On the historical full moon of Friday July 27, 2018, I performed for the first time a full moon ritual. It is a ritual where intentions are set in earnest to release destructive behavioural patterns, old conditioned thoughts, emotional stagnation and damaging personal attributes that no longer serve me in hopes for self-forgiveness, self-healing and self-development.
It is a simple ritual of writing down statements of release on a paper and then burning it up into ashes to symbolically rise with a cleansed calm mind, purged negative emotions and a newly created space in the heart. I sincerely had no idea what to expect literally and figuratively and I have reached that point in my life where the faith in discovering my true self and a higher power has only began to manifest.
I had researched that anything could happen during this process. The paper could take time or less time to burn, depending on the chemistry between fire and paper. I was prepared that it might take several attempts to see it burn through. As I put the paper alight, flames engulfed it so ferociously I had to lean back. It looked like swaying mountains of red dancing right in front of me. After a few seconds, the burning slowed down, ashes began to spread and to my amusement the paper had began to recede into a single word like an underwater volcano that erupted and its lava was forming an island in backwards. This island of a paper stopped receding exactly at the word “confront” from the noun that I wrote “confrontation”.

## [DATA PROVIDED]
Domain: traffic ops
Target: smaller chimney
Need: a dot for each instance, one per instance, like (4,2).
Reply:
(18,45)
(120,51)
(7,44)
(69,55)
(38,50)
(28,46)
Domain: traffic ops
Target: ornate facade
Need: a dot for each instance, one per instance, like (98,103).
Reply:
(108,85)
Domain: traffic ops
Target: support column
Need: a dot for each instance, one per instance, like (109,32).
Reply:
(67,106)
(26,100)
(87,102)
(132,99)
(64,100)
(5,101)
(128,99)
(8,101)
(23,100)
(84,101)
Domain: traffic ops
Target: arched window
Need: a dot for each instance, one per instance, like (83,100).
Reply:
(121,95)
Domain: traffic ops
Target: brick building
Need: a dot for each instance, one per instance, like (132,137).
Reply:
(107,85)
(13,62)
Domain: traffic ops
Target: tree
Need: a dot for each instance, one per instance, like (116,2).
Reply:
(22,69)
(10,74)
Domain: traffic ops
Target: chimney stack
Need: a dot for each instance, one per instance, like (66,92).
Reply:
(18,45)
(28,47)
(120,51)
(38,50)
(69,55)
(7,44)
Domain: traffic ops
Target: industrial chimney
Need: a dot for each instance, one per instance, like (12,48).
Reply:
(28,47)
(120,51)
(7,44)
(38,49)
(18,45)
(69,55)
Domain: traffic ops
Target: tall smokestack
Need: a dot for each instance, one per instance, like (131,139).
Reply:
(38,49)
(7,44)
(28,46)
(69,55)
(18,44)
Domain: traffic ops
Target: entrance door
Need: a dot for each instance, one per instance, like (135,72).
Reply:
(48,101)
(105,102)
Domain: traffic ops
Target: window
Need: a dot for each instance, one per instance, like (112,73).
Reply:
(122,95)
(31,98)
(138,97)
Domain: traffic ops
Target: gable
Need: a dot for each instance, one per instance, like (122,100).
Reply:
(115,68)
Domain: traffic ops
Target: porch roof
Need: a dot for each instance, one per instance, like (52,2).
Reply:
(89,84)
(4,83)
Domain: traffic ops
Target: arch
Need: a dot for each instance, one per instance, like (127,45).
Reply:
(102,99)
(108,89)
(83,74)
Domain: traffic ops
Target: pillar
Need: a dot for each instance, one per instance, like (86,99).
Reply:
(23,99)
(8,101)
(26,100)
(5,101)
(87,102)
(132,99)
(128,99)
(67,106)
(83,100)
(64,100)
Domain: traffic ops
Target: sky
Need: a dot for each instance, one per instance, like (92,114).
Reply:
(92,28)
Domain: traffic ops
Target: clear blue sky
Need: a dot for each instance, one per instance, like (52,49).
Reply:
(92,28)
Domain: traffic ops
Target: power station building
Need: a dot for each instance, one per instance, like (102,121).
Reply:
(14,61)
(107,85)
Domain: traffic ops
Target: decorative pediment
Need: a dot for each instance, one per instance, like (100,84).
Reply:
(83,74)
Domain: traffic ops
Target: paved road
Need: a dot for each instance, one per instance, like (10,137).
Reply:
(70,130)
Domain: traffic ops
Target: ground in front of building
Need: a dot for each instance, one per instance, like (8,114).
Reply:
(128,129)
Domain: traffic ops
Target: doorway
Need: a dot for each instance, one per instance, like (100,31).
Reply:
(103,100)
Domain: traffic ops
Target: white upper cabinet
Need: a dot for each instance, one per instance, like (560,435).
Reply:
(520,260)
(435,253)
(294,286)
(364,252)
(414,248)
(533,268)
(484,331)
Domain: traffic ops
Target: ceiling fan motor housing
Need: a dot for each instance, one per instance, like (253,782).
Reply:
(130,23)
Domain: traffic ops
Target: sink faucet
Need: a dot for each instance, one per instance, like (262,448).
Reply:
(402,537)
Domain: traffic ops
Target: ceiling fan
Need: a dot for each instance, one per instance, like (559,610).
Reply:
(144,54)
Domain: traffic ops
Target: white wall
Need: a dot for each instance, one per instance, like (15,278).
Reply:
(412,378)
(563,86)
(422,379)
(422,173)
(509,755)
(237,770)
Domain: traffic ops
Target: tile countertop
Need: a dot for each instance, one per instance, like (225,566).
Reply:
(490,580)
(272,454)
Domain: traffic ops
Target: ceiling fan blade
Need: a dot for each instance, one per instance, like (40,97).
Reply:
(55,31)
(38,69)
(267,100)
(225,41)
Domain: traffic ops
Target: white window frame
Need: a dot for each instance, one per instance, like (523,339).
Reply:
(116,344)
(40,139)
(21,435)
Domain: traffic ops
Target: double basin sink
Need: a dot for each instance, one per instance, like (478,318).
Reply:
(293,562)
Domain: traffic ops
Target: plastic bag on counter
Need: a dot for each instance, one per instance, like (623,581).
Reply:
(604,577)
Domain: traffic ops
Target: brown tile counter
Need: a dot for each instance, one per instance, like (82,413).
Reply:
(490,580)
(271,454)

## [EXERCISE BRIEF]
List everything that, according to the full moon ritual account, the ritual's intentions are set to release. The records come from a different source than the full moon ritual account.

## [EXERCISE RESPONSE]
- Destructive behavioural patterns
- Old conditioned thoughts
- Emotional stagnation
- Damaging personal attributes that no longer serve the writer